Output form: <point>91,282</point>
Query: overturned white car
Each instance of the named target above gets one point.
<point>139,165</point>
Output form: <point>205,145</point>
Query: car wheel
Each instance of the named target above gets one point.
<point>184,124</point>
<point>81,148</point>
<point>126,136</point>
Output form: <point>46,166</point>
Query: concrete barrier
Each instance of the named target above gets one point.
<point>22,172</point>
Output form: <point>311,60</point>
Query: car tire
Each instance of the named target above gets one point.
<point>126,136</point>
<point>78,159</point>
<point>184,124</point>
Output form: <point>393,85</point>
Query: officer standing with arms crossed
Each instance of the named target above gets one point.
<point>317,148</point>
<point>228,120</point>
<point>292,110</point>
__________________________________________________
▶ _THE PROBLEM_: Reproduce only the lines between the line containing "Query: officer standing with arms crossed" and the last line of the records, those two lines included, exactly.

▶ _YOUR RESPONSE_:
Query: officer standing with arms crossed
Each instance of the named target above gets one point.
<point>317,148</point>
<point>228,120</point>
<point>292,110</point>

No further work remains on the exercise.